— Try it —
Output must match the records, character for character.

— Records supplied —
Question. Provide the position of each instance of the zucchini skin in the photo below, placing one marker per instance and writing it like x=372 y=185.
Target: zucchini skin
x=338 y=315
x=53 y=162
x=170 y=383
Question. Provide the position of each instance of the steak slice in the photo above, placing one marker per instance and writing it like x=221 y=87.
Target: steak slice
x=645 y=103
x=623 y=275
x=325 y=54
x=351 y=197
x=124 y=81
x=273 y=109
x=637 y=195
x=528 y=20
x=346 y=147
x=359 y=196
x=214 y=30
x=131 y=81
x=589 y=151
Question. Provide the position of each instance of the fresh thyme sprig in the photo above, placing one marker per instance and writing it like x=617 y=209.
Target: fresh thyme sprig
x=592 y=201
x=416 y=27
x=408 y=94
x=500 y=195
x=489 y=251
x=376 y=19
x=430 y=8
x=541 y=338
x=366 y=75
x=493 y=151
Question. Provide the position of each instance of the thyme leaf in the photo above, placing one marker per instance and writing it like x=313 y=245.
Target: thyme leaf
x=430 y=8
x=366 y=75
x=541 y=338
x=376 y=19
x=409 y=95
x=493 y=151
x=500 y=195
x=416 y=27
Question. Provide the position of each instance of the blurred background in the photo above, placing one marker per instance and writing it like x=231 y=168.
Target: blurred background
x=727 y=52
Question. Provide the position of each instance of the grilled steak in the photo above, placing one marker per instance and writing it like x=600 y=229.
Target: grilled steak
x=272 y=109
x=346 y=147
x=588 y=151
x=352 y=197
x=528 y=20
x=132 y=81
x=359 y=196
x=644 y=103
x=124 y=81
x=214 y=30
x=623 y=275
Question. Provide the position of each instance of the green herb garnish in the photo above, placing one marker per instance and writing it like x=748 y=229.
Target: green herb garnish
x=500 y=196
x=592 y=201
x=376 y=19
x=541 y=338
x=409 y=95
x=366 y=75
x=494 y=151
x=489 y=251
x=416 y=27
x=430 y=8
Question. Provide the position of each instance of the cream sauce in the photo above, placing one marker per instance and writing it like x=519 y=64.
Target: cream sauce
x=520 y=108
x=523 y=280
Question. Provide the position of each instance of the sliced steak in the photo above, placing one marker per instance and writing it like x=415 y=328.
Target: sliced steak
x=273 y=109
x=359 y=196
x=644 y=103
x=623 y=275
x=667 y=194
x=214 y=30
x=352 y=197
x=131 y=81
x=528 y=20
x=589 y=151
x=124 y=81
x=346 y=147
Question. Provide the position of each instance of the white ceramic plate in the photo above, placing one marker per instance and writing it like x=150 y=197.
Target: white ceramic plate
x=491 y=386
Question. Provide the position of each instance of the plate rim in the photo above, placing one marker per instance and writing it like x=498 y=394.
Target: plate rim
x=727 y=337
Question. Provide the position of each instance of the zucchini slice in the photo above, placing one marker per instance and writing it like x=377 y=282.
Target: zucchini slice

— Your solution —
Question. Provide the position of each instance of the zucchini skin in the photo below, placing one marker per instance and writing it like x=372 y=185.
Target: zucchini skin
x=338 y=315
x=53 y=162
x=170 y=383
Question. Provide the position of each instance of the steak slice in the photo above, placing one marker per instance and writing it like x=221 y=87.
Target: steak slice
x=645 y=103
x=623 y=275
x=325 y=54
x=351 y=197
x=124 y=81
x=273 y=109
x=637 y=195
x=528 y=20
x=346 y=147
x=359 y=196
x=214 y=30
x=131 y=81
x=589 y=151
Question. Provide the position of each instance of the fresh thyme sprig in the photo above, placing one marker per instance and writing it like x=617 y=209.
Target: fresh thyme sprig
x=592 y=201
x=416 y=27
x=408 y=94
x=500 y=195
x=489 y=251
x=376 y=19
x=430 y=8
x=541 y=338
x=366 y=75
x=493 y=151
Question. Provide the position of each instance of the thyme leaf in the photo above, placing one marker per instance and writing it like x=313 y=245.
Target: thyme leaf
x=430 y=8
x=366 y=75
x=541 y=338
x=376 y=19
x=409 y=95
x=493 y=151
x=500 y=195
x=416 y=27
Question. Provide the position of each instance of the blurred background in the photo above, placing one marker per instance and writing it like x=231 y=168.
Target: blurred background
x=727 y=52
Question. Provide the position of each instance of the grilled steak in the photo above, placing one marker per instance and writing it like x=600 y=229.
Target: grilled steak
x=272 y=109
x=346 y=147
x=588 y=151
x=352 y=197
x=528 y=20
x=132 y=81
x=359 y=196
x=644 y=103
x=124 y=81
x=214 y=30
x=623 y=275
Question. Provide the position of each instance of the green herb garnish in the photo above, placing one marker per instance and writing it like x=748 y=229.
Target: green herb garnish
x=500 y=196
x=592 y=201
x=376 y=19
x=541 y=338
x=409 y=95
x=366 y=75
x=494 y=151
x=489 y=251
x=416 y=27
x=430 y=8
Question. Provide the position of each instance of the cream sauce in the photo above, placing one marker per instance and writing it like x=519 y=64.
Target: cream sauce
x=520 y=108
x=523 y=280
Question. Provide the position of each instance of the sliced steak in the photo above, placing one marker per instance and writing it like x=415 y=328.
Target: sliced steak
x=273 y=109
x=359 y=196
x=644 y=103
x=623 y=275
x=667 y=194
x=214 y=30
x=352 y=197
x=131 y=81
x=528 y=20
x=589 y=151
x=124 y=81
x=346 y=147
Question. Provide the position of each instance of the white ceramic plate in the photo above, placing one marker per instance and writing it like x=150 y=197.
Target: white ceramic plate
x=491 y=386
Question. Provide the position of each instance of the plate rim in the photo above, placing one marker per instance and writing it like x=498 y=394.
Target: plate rim
x=727 y=337
Question. Provide the position of each instance of the zucchini slice in the photo above, placing one marker per instance and writing it like x=377 y=282.
Target: zucchini slice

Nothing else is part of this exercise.